§ TASK LIST
1 > Answer these questions using the Flue recovery passage:
(a) After a connection closes, what two things does Flue not reconstruct or replay?
(b) Under what condition does Flue start work again after the Cloudflare runtime is interrupted?
(c) For dispatched input, what should be used to correlate one accepted delivery with application records?
2 > Does each statement agree with the Flue recovery passage? Answer yes or no, and quote the words that decide it.
(a) The connection that submitted a prompt owns the work.
(b) When the outcome is uncertain, Flue repeats the model or tool activity.
(c) Creating a ticket is given as an external effect that could be duplicated.
3 > Carry on the Flue recovery passage after its last sentence.

The connection that submitted a prompt observes the work but does not own it. If an HTTP response, SSE stream, or WebSocket closes after Cloudflare accepts the prompt, the backend work can continue. Flue does not reconstruct the lost connection or replay missed direct-agent stream events.

When the Cloudflare runtime is interrupted, Flue checks the stored input and session history before deciding what to do next. It starts work again only when it can prove that the input was not applied. If a completed response was already stored, Flue recognizes that completion. When the outcome is uncertain, Flue records a visible interruption message in the session instead of blindly repeating model or tool activity.

This recovery is intentionally conservative. Once model or tool activity may have started, repeating it could duplicate external effects such as creating a ticket, posting a reply, or sending a payment request. Use application-owned idempotency keys where repeated effects would be harmful. For dispatched input, use `dispatchId` to correlate one accepted delivery with application records.

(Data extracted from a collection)
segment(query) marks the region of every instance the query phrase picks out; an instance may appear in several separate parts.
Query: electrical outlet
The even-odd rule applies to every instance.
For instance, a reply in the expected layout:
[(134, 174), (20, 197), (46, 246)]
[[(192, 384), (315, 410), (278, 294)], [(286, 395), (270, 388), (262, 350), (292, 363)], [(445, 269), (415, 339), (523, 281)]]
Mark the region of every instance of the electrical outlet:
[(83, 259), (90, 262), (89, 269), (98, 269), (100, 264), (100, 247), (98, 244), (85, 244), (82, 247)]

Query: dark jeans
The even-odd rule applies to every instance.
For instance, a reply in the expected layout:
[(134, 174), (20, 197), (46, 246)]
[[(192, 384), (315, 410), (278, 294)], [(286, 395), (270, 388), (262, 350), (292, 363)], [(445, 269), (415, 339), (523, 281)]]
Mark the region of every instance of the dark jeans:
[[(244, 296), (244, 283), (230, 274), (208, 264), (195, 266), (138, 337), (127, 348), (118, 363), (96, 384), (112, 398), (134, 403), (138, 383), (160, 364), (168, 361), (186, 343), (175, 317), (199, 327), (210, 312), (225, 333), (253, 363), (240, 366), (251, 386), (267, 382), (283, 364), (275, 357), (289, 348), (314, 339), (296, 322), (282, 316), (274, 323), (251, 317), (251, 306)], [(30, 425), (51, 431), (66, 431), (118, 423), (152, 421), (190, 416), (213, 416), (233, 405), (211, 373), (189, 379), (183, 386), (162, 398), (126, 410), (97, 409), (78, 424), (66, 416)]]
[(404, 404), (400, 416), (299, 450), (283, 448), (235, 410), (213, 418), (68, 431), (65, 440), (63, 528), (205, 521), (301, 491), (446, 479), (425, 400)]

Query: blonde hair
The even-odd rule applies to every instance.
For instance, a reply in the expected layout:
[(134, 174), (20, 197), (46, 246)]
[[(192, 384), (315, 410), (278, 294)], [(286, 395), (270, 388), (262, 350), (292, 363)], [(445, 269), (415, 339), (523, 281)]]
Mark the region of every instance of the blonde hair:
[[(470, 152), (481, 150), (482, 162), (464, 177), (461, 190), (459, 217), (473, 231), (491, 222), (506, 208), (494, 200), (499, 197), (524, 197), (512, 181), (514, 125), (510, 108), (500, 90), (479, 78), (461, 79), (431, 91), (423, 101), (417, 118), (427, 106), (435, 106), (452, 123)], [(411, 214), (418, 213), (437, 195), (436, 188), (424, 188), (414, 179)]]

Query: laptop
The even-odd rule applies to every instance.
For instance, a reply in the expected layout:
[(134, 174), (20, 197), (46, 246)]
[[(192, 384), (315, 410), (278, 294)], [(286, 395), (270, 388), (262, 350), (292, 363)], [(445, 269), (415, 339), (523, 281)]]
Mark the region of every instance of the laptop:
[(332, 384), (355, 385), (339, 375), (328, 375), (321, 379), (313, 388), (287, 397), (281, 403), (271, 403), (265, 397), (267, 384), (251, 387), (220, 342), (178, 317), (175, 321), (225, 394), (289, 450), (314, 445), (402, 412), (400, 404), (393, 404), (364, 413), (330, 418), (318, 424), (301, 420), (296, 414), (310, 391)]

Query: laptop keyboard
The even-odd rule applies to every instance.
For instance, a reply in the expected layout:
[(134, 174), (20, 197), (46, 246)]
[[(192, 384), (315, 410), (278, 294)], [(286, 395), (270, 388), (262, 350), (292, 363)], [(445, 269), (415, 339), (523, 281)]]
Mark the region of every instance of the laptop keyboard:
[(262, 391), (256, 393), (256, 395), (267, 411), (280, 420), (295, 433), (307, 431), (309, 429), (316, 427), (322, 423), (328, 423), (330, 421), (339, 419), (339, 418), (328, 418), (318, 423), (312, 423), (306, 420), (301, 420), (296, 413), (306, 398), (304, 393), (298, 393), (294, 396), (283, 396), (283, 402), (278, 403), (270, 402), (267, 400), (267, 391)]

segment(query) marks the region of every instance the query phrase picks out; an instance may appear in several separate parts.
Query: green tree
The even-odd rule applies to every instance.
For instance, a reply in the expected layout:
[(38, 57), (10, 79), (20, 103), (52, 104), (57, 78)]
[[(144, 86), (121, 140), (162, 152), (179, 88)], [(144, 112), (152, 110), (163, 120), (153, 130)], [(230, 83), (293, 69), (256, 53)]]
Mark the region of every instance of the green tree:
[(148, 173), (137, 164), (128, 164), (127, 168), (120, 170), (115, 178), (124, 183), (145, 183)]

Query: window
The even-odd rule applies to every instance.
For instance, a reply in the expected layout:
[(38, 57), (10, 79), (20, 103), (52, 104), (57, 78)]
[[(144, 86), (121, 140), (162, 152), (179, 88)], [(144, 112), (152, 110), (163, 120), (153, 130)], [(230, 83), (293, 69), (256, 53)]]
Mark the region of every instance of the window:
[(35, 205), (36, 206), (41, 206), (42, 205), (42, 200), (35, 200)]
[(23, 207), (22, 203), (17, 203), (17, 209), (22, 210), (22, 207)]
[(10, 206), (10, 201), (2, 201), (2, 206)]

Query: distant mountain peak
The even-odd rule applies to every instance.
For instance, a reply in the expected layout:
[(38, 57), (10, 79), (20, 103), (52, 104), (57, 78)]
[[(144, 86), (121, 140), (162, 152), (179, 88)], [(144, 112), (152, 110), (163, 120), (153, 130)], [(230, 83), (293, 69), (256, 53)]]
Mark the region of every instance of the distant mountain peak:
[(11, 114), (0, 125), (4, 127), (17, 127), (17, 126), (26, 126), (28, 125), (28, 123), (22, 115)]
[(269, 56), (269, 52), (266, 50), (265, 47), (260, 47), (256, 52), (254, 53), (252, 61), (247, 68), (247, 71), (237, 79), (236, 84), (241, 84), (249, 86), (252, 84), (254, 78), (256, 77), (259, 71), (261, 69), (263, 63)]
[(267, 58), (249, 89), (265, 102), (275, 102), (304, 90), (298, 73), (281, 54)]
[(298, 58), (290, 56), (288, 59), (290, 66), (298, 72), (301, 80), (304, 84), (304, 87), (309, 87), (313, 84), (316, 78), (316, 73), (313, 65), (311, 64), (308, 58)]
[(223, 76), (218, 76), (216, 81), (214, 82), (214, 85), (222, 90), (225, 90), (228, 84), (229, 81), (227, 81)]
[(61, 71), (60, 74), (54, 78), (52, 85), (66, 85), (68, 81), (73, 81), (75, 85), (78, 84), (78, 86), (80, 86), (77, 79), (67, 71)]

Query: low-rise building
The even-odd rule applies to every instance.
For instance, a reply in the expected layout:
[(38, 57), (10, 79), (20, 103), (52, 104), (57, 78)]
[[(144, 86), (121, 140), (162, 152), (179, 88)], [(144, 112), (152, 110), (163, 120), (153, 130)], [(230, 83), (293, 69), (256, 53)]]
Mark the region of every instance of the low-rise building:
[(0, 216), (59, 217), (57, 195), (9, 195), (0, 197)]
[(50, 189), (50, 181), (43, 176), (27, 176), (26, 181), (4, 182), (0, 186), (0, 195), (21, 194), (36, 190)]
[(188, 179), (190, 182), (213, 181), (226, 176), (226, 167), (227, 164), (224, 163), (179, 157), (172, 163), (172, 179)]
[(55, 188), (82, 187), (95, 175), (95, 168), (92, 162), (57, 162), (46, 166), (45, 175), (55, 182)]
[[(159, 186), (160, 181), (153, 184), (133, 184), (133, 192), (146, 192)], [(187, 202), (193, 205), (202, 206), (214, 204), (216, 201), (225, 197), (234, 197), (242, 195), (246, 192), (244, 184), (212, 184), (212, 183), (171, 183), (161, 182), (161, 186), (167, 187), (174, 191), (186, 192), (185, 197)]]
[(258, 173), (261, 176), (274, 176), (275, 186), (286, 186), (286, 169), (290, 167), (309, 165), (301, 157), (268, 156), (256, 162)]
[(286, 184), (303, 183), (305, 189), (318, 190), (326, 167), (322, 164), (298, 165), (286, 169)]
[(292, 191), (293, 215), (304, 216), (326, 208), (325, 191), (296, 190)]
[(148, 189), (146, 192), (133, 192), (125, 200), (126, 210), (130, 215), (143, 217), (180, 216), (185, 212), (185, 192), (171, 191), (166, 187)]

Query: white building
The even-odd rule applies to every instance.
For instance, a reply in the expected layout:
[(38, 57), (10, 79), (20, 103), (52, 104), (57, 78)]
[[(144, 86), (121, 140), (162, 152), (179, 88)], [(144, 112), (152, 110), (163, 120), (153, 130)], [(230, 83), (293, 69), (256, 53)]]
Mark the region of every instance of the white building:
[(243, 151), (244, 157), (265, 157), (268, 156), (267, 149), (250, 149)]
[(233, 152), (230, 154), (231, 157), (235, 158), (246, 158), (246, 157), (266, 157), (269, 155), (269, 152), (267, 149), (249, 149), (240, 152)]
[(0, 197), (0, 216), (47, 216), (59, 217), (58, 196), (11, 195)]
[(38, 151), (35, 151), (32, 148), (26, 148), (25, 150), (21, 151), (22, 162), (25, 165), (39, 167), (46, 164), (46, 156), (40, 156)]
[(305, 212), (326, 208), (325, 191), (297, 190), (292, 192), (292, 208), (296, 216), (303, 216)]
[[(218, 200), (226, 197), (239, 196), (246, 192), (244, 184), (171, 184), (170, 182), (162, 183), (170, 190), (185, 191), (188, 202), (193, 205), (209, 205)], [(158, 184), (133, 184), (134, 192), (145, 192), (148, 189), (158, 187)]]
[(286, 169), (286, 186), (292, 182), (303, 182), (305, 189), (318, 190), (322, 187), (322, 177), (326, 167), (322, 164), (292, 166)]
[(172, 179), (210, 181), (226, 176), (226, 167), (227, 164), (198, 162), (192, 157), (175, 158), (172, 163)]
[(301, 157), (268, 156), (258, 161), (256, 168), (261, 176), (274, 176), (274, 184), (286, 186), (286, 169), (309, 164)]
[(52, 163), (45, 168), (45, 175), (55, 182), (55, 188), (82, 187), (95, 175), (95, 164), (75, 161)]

§ SOLVED PROBLEMS
1 >
(a) The lost connection and missed direct-agent stream events.
(b) Only when it can prove that the input was not applied.
(c) `dispatchId`.

2 >
(a) No: "observes the work but does not own it."
(b) No: "records a visible interruption message in the session instead of blindly repeating model or tool activity."
(c) Yes: "could duplicate external effects such as creating a ticket."

3 >
See [Deploy Agents on Cloudflare](https://flueframework.com/docs/ecosystem/deploy/cloudflare/) for Durable Object configuration, migrations, and platform-specific recovery details.

### Durable Agents on Node.js

On Node.js, sessions and accepted input live in process memory by default. Restarting the process loses all in-flight work and session history.

Both direct prompts (HTTP, SSE, WebSocket) and asynchronous `dispatch(...)` inputs go through the same ordered submission lifecycle with SQL admission, per-session FIFO ordering, and journal tracking. Inputs for one session keep their accepted order, while separate sessions progress independently. The connection that submitted a direct prompt observes the work but does not own it — accepted backend work continues through the durable lifecycle regardless of transport state.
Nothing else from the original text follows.